On Fri, Feb 19, 2021 at 09:03:44PM -0500, Viktor Dukhovni wrote:
On Fri, Feb 19, 2021 at 06:05:12PM -0700, amindfv--- via Haskell-Cafe wrote:
Does there exist a Haskell library or function for getting grapheme lengths of String/Text values?
Depends on your definition of "grapheme length" :-) If you're OK with counting NFC code points, then the answer is yes, via the "text-icu" package.
$ cabal repl -z -v0 \ --repl-options "-package=text-icu" \ --repl-options "-package=text" \ --repl-options -XOverloadedStrings λ> import qualified Data.Text as T λ> import Data.Text.ICU.Normalize λ> length $ T.unpack $ normalize NFC "ä" 1 λ> length $ T.unpack $ normalize NFD "ä" 2 λ> length $ T.unpack $ normalize NFC $ normalize NFD "ä" 1
Thanks. Unfortunately this doesn't work well for graphemes which don't have a 1-code-point equivalent, like: length $ T.unpack $ normalize NFC $ normalize NFD "❤️" == 2
With the "Data.Text.ICU.Char" module, it may be possible to determine grapheme boundaries:
https://hackage.haskell.org/package/text-icu-0.7.0.1/docs/Data-Text-ICU-Char...
I'll look into this and report back. Tom

STATED PROBLEM A - In the Haskell thread, which module does the last message suggest for finding grapheme boundaries?
STATED PROBLEM B - Retype the part of the Haskell thread starting with "On Fri, Feb 19, 2021 at 09:03:44PM" and going on through "of String/Text values?".
The lines after the Haskell thread have no connection to it.

RECORDS SUPPLIED -
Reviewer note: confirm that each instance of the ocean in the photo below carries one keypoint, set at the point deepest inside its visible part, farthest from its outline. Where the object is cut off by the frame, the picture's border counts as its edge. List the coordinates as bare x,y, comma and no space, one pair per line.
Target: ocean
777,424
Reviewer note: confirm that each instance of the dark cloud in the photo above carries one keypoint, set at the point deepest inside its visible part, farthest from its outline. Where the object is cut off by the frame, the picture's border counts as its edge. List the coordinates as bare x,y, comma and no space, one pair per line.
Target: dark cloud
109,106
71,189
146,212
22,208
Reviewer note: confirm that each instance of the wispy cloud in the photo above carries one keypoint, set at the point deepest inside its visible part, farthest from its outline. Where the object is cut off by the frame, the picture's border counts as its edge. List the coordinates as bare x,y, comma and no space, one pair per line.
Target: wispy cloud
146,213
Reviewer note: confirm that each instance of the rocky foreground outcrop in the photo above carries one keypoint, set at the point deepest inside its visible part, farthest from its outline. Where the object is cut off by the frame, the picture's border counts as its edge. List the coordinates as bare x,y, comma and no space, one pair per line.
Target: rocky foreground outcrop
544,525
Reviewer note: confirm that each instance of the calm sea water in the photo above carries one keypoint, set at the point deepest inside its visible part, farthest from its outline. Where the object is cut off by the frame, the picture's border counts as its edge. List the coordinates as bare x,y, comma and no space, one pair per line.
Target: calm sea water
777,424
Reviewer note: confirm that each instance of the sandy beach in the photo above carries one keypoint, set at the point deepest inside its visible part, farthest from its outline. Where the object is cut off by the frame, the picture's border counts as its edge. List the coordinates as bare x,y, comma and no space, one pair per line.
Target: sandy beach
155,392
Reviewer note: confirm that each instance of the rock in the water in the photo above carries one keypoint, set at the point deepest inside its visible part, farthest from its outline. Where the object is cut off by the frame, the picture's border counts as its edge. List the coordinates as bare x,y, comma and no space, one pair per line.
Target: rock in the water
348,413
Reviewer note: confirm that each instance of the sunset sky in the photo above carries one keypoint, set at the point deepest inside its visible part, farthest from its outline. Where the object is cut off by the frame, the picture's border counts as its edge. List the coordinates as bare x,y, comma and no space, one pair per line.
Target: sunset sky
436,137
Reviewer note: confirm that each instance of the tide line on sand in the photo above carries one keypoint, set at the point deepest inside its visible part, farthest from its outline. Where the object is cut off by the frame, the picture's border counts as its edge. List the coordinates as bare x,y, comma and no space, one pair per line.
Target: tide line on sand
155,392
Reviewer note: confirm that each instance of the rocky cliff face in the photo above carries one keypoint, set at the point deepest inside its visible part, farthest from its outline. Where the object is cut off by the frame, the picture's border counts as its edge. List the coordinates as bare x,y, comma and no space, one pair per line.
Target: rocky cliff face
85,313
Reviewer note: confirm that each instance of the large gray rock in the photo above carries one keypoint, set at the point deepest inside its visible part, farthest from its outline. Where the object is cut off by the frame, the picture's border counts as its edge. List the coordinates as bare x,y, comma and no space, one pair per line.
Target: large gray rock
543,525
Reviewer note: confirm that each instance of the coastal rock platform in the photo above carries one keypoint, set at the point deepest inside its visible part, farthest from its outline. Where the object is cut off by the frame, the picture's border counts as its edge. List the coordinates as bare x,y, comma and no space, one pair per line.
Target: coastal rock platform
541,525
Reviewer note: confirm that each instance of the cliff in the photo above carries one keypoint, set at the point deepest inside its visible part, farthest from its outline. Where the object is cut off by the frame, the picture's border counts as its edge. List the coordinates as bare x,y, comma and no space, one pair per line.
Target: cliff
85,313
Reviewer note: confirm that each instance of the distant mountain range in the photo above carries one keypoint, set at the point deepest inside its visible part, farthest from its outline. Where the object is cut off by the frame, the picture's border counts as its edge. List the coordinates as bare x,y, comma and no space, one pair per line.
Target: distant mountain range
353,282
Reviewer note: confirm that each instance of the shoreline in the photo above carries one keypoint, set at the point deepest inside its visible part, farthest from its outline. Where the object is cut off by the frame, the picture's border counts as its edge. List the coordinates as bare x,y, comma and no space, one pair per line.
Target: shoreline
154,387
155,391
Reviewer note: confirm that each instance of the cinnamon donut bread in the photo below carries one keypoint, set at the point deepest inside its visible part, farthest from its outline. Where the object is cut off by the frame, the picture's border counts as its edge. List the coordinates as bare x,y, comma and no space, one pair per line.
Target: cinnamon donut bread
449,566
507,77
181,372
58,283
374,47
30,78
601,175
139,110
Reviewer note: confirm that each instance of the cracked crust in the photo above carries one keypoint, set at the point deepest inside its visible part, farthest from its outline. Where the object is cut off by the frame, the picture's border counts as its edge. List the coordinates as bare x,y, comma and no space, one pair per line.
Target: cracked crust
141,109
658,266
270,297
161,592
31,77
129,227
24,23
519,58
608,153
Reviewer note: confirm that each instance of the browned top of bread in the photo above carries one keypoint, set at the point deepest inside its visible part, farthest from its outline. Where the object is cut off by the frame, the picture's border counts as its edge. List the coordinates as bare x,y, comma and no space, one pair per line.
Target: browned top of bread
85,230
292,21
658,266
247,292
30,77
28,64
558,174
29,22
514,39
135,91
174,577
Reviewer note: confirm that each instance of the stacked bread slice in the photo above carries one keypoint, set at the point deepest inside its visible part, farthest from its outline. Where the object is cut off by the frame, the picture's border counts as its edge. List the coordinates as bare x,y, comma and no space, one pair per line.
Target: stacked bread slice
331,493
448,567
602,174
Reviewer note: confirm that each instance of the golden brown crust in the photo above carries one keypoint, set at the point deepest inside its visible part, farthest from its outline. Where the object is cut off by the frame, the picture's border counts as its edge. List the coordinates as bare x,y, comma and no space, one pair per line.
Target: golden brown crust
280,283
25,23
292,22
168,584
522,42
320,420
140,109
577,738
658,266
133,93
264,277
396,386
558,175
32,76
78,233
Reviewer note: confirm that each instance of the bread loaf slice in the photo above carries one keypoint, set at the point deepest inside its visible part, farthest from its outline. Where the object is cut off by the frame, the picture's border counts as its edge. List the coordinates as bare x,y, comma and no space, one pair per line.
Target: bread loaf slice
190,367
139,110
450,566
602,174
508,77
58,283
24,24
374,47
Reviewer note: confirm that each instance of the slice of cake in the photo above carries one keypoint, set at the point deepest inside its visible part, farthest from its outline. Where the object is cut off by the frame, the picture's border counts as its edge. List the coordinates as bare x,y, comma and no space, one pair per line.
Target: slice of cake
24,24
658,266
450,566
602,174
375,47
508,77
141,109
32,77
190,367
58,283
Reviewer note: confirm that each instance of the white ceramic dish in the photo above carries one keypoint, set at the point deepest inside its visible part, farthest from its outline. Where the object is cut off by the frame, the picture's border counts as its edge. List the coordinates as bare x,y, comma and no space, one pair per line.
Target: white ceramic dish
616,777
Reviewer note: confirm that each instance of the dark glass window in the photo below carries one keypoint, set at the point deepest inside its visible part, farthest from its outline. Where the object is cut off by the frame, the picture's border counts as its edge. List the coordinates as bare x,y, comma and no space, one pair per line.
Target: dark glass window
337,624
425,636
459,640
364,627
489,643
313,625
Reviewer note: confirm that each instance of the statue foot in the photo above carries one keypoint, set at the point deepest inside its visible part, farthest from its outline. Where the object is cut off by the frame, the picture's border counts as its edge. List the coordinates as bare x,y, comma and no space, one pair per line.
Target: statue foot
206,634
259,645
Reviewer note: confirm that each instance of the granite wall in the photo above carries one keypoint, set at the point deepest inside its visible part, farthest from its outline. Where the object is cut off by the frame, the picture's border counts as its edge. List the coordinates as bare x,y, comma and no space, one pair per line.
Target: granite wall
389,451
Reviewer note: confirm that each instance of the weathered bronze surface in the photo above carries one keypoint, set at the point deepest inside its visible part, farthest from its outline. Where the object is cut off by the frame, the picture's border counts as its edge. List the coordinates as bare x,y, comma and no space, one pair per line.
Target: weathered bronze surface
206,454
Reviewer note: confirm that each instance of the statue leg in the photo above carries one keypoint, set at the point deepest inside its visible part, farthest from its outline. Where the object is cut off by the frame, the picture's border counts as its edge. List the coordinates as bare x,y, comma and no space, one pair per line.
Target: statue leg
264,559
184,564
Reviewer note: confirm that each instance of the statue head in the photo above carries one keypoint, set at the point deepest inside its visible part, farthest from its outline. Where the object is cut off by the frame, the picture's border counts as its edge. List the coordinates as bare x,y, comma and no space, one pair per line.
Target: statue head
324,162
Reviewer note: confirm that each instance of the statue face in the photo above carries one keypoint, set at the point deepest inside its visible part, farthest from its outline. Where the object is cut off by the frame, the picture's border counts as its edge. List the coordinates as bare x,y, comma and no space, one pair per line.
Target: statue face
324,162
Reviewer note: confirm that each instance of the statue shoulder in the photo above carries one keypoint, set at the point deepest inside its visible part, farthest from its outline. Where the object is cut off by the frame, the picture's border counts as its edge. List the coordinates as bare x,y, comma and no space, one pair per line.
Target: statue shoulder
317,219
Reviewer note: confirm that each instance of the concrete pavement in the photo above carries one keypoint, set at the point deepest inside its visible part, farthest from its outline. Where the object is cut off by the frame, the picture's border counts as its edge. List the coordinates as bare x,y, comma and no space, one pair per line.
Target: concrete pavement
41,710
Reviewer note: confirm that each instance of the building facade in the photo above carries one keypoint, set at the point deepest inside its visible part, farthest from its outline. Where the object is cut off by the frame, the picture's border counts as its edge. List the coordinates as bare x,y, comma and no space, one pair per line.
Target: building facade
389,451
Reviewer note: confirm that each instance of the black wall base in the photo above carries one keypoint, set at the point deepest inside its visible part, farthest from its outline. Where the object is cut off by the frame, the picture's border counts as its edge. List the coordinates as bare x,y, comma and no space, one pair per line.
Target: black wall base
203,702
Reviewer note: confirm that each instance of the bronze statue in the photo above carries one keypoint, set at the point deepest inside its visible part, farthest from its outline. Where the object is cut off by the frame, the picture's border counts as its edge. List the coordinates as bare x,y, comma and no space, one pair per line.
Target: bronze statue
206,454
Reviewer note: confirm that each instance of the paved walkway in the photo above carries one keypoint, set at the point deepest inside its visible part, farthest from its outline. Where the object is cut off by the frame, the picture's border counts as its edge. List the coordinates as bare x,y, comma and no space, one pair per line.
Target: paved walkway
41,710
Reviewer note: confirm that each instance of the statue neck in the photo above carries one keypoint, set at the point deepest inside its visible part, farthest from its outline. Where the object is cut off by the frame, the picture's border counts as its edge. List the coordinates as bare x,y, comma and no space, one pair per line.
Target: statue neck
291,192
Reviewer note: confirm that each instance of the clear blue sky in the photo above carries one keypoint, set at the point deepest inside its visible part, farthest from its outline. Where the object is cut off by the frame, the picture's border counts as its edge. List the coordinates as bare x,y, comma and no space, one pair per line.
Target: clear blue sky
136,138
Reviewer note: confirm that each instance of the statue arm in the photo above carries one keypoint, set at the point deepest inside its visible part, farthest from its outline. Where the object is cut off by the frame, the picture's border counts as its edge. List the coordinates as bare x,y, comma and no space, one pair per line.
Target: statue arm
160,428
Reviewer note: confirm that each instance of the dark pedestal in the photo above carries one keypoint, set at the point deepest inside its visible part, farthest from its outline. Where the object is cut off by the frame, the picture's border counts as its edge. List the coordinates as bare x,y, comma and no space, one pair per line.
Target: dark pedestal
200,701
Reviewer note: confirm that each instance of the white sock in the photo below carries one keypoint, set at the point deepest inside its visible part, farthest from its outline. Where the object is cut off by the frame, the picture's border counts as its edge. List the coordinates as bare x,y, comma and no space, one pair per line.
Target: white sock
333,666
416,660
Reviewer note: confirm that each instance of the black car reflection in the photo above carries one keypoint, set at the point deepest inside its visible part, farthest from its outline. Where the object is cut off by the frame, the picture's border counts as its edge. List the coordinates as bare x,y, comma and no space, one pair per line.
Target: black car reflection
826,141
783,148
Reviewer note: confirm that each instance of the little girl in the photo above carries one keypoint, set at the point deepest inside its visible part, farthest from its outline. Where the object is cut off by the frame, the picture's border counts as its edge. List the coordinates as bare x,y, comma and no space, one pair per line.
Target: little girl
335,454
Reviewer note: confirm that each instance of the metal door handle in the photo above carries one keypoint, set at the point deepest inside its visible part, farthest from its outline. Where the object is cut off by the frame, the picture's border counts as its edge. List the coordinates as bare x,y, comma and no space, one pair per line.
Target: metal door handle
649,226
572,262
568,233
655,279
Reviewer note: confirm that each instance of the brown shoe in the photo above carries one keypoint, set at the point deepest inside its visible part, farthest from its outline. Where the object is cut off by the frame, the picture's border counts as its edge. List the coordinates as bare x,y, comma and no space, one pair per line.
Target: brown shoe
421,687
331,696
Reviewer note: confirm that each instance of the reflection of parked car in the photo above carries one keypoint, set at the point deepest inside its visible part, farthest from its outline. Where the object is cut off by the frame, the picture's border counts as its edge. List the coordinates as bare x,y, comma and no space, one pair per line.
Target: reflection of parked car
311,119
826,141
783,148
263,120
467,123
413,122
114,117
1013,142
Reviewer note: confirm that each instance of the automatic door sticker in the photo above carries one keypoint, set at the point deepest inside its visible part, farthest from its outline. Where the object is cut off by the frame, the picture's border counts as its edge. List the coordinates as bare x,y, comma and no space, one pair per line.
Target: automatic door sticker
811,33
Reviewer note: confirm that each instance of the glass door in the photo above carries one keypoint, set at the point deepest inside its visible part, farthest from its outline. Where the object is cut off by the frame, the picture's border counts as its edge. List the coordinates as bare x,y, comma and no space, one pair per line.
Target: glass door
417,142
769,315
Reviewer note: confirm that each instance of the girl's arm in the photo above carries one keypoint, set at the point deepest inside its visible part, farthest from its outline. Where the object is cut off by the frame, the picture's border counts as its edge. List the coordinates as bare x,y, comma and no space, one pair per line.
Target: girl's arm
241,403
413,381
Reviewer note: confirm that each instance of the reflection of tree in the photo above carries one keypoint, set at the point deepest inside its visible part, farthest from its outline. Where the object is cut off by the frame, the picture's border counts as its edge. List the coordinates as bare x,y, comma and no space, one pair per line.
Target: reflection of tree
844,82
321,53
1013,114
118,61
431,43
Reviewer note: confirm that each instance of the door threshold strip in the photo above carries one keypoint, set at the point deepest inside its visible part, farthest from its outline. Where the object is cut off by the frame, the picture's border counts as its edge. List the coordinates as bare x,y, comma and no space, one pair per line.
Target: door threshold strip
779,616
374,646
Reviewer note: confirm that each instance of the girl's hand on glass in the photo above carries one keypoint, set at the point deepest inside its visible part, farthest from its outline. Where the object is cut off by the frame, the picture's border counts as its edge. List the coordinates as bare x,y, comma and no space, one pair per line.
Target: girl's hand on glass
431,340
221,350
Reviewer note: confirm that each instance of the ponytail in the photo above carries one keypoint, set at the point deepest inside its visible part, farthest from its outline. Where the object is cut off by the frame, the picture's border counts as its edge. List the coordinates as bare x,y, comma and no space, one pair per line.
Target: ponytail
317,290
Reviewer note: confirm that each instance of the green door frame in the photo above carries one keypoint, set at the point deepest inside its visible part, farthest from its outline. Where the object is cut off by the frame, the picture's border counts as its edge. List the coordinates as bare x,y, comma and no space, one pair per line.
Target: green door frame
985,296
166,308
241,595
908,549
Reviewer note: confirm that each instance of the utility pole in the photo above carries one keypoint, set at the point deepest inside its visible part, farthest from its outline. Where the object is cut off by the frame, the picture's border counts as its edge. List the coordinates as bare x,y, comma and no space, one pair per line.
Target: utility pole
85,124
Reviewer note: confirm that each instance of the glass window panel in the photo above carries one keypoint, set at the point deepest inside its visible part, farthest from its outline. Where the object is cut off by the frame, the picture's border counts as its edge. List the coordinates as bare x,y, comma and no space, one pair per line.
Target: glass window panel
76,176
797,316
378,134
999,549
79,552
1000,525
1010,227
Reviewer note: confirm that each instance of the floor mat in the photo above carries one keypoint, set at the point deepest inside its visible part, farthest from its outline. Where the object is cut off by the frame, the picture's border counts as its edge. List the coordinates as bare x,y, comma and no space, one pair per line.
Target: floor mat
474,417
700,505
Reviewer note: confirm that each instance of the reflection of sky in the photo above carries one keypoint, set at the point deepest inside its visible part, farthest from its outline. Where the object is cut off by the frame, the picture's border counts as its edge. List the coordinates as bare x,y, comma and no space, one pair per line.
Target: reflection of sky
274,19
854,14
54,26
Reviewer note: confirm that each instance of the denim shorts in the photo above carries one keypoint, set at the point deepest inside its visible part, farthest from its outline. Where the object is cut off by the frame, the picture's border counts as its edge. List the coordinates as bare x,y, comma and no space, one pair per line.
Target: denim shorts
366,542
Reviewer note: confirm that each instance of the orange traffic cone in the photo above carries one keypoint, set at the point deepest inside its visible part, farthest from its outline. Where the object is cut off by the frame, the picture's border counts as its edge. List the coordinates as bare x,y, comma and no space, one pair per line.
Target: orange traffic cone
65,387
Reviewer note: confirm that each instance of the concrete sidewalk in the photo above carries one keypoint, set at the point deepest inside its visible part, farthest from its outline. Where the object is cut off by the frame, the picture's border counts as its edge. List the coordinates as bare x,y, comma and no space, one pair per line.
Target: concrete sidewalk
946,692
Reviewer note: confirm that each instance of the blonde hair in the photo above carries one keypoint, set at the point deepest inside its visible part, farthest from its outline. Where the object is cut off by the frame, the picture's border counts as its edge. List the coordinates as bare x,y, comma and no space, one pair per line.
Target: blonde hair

TASK RESULT A - The "Data.Text.ICU.Char" module.

TASK RESULT B -
On Fri, Feb 19, 2021 at 09:03:44PM -0500, Viktor Dukhovni wrote:
On Fri, Feb 19, 2021 at 06:05:12PM -0700, amindfv--- via Haskell-Cafe wrote:
Does there exist a Haskell library or function for getting grapheme lengths of String/Text values?